'100 gr. Rindersalami' bitte

■ Freitag bei Aldi – Einkauf wie immer: Wer kann sich den Bio-Metzger schon leisten?

Freitag, 15.30 Uhr, Rush-hour für den Wochenendeinkauf beim Penny-Markt auf St. Pauli. Ratlos wippt der Punk vor dem Wurstregal auf und ab. Geflügelleberwurst im Plastikdarm? Oder vielleicht doch die „Kindermosaik-Pastete“mit dem eingeschweißten Fleischwurst-Lächeln? Nein, es wird die magere Rindersalami, 100 Gramm für 1,79 Mark. Ewig haltbar, vakuumverpackt. Bezahlbar eben. Wie alles hier. Rindersalami also. Und was ist mit Rinderwahn, BSE?

„Ey, da kann ich drauf scheißen“, pöbelt der Punk zurück. „Ob ich jetzt auf der Straße Dieselgestank einatme oder hier Salami... nee, das kann's doch wohl nicht sein, ey.“Genau, pflichtet ihm ein Rentner bei. Was soll man auch sonst essen? Nichts als „Bangemacherei und Aufschneiderei“sei das, was die Medien da seit dem Wochenende über illegal aus Großbritannien nach Deutschland transportiertes und hier verwurstetes Rindfleisch verbreiteten. Und deshalb – also er kaufe weiter „das, was mich die Jahre zuvor auch nicht wahnsinnig gemacht hat“.

━━━━━━

▶ Anforderung 1
Extrahiere aus dem Text über den Wurstkauf im Penny-Markt den Abschnitt zwischen „Freitag, 15.30 Uhr, Rush-hour“ und „mit Rinderwahn, BSE?“, beide eingeschlossen.

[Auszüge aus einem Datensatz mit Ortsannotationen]

━━━━━━

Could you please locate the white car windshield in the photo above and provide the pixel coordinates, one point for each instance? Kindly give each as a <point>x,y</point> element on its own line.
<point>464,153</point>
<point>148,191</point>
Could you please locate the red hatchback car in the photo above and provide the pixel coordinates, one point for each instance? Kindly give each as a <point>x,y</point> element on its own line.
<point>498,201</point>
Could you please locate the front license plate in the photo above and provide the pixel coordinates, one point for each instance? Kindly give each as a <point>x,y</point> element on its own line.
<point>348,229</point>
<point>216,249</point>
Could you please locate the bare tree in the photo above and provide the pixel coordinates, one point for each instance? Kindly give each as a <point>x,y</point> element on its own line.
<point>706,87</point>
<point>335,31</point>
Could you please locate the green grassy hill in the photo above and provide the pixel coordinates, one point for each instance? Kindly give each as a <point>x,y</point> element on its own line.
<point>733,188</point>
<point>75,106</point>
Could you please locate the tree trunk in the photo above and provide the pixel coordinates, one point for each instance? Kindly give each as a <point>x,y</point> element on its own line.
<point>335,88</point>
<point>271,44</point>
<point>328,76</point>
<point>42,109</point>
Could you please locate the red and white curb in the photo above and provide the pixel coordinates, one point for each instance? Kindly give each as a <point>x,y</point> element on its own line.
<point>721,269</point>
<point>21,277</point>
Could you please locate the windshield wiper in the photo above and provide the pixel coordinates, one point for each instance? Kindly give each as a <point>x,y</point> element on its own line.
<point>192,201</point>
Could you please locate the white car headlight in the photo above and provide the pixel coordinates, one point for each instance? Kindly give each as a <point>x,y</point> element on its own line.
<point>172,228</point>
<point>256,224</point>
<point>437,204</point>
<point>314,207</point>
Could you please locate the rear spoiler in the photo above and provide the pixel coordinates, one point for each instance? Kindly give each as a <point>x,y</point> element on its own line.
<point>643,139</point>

━━━━━━

▶ Anforderung 2
Bearbeite die Zeilen der Datensätze vom Anfang bis zu der Zeile mit „<point>335,31</point>“, beide eingeschlossen, und ersetze dabei „bare tree“ durch „leafless tree“. Gib nur diese Zeilen zurück und lass alles andere unverändert.

▶ Antwort 1
Freitag, 15.30 Uhr, Rush-hour für den Wochenendeinkauf beim Penny-Markt auf St. Pauli. Ratlos wippt der Punk vor dem Wurstregal auf und ab. Geflügelleberwurst im Plastikdarm? Oder vielleicht doch die „Kindermosaik-Pastete“mit dem eingeschweißten Fleischwurst-Lächeln? Nein, es wird die magere Rindersalami, 100 Gramm für 1,79 Mark. Ewig haltbar, vakuumverpackt. Bezahlbar eben. Wie alles hier. Rindersalami also. Und was ist mit Rinderwahn, BSE?

▶ Antwort 2
Could you please locate the white car windshield in the photo above and provide the pixel coordinates, one point for each instance? Kindly give each as a <point>x,y</point> element on its own line.
<point>464,153</point>
<point>148,191</point>
Could you please locate the red hatchback car in the photo above and provide the pixel coordinates, one point for each instance? Kindly give each as a <point>x,y</point> element on its own line.
<point>498,201</point>
Could you please locate the front license plate in the photo above and provide the pixel coordinates, one point for each instance? Kindly give each as a <point>x,y</point> element on its own line.
<point>348,229</point>
<point>216,249</point>
Could you please locate the leafless tree in the photo above and provide the pixel coordinates, one point for each instance? Kindly give each as a <point>x,y</point> element on its own line.
<point>706,87</point>
<point>335,31</point>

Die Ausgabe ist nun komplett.